------ Texte d'étude ------
1809-1878
ELOGE FUNEBRE
Professeur de clinique médicale à la Faculté de Strasbourg, M. Hirtz avait été un des représentants les plus éminents de cette école qu'ont fermée nos désastres. Personne n'a oublié l'éclat de son enseignement clinique, qui a formé tant de jeunes médecins ; dirigés par une méthode sûre, exercés avec patience à l'exploration médicale, les élèves admiraient le savoir et la pénétration de leur maître, la sûreté de son diagnostic, les ressources de sa thérapeutique dans les cas en apparence les plus désespérés. Une parole claire et facile, une grande bonhomie mêlée à beaucoup de sens et de finesse, donnaient un attrait particulier à ses leçons. Professeur habile et praticien très répandu, M. Hirtz joignait le mérite du médecin d'hôpital à l'expérience et à l'autorité que donnent une clientèle nombreuse. Médecin expérimenté et ingénieux, toujours au courant des progrès de la science, possédant toutes les ressources du diagnostic moderne, il excellait dans l'art d'explorer avec précision, d'interroger avec méthode, de pénétrer les secrets de l'organisme au milieu des symptômes les plus obscurs. La promptitude de son coup d'oeil, la sûreté de son jugement, son caractère aimable et sympathique, lui donnaient une singulière autorité sur ses élèves comme sur ses malades. Il savait se faire des amis et les conserver; sa cordiale obligeance, son dévouement n'étaient jamais invoqués en vain.
------ Enregistrements ------
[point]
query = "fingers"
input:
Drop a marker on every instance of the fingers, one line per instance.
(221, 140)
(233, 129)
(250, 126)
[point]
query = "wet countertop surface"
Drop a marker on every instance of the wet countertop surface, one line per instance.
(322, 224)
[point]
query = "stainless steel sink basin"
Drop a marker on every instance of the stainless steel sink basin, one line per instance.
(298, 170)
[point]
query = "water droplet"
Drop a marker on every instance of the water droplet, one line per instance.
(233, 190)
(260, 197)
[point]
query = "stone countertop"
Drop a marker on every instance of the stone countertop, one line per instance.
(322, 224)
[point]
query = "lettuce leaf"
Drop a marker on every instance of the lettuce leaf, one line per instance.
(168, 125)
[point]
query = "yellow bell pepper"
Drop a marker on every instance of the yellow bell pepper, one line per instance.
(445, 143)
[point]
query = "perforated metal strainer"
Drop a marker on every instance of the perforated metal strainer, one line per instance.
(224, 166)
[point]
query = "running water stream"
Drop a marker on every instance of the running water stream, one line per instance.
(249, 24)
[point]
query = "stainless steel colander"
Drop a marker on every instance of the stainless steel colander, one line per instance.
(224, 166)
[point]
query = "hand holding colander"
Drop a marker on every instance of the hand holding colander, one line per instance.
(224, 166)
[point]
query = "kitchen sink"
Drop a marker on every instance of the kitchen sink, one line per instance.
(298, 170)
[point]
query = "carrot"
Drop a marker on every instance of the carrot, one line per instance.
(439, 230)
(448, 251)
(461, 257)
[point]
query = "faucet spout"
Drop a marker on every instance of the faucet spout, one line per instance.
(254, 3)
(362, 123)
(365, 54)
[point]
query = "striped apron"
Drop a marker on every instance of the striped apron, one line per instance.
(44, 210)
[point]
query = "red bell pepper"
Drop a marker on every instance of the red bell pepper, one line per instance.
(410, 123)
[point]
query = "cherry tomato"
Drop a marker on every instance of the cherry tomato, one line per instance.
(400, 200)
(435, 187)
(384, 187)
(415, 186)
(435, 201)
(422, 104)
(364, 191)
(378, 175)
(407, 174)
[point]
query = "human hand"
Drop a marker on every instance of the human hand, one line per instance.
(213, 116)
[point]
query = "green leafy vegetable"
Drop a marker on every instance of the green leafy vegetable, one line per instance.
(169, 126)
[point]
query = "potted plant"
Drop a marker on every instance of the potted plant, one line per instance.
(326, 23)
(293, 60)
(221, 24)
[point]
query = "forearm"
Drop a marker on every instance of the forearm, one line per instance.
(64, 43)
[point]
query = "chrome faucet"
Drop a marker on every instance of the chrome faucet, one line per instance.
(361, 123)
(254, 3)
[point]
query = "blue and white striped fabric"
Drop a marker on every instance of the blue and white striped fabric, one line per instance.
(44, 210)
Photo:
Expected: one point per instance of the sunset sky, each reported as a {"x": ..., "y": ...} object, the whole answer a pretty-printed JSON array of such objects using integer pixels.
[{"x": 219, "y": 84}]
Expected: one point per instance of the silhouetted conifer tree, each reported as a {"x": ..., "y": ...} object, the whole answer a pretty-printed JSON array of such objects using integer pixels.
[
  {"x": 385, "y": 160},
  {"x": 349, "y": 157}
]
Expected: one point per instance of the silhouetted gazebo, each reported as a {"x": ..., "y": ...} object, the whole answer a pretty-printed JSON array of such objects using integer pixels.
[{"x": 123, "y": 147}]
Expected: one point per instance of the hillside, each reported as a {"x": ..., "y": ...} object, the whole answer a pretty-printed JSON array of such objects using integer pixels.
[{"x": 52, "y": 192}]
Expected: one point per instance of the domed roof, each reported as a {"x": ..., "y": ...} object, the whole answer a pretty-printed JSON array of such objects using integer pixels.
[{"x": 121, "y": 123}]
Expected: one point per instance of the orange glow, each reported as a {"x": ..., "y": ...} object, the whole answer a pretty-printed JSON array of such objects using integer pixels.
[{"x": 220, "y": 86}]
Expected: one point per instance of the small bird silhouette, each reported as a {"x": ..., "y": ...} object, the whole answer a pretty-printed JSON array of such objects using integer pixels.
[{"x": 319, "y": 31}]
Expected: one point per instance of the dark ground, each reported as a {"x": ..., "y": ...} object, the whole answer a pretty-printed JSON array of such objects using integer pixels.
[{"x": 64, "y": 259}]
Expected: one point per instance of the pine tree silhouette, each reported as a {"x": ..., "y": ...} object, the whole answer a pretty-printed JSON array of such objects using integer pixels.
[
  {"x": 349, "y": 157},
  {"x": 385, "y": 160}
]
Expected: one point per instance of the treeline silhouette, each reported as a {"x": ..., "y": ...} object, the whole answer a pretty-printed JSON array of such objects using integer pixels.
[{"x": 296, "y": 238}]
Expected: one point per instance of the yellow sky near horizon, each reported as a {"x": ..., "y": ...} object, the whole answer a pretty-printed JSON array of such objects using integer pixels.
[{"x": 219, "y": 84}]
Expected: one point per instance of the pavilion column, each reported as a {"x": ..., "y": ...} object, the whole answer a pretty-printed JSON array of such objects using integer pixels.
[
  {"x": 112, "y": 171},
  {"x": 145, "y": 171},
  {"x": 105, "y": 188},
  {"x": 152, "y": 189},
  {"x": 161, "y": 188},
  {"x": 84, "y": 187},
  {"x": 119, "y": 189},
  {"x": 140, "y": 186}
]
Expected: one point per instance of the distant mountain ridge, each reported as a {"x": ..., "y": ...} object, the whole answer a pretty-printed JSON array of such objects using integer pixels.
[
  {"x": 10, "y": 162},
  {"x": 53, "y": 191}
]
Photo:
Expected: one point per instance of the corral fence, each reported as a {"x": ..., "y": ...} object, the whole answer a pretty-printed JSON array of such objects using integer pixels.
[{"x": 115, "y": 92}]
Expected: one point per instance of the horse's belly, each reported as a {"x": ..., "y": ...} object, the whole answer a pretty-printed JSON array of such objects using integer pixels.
------
Prolongez l'éloge funèbre de M. Hirtz en enchaînant sur sa dernière phrase. Les enregistrements n'ont aucun lien avec le texte d'étude.

> Réponse attendue
M. Hirtz avait porté dans la science la même activité d'esprit, le même sens droit que dans l'exercice de son art ; son art lui faisait découvrir les questions utiles et nouvelles, celles qui devaient le plus attirer l'attention, et il les traitait avec un incontestable talent. Nous ne pouvons pas rappeler ici ses importantes recherches sur la température dans les maladies, sur le diagnostic des affections de poitrine, sur divers agents thérapeutiques, ses études sur les théories médicales, travaux qui avaient tous un caractère d'originalité et d'opportunité. Quand, à la suite de nos malheurs, la Faculté de Strasbourg fut transférée à Nancy, M. Hirtz abandonna avec un profond regret sa terre natale. Il rouvrit à Nancy son enseignement, qui eut encore un moment d'éclat; mais ici ses forces trahirent son courage, il dut renoncer à cette clinique qui lui était si chère et où de nouveaux succès l'attendaient ; la Faculté de Nancy perdit bientôt son utile concours.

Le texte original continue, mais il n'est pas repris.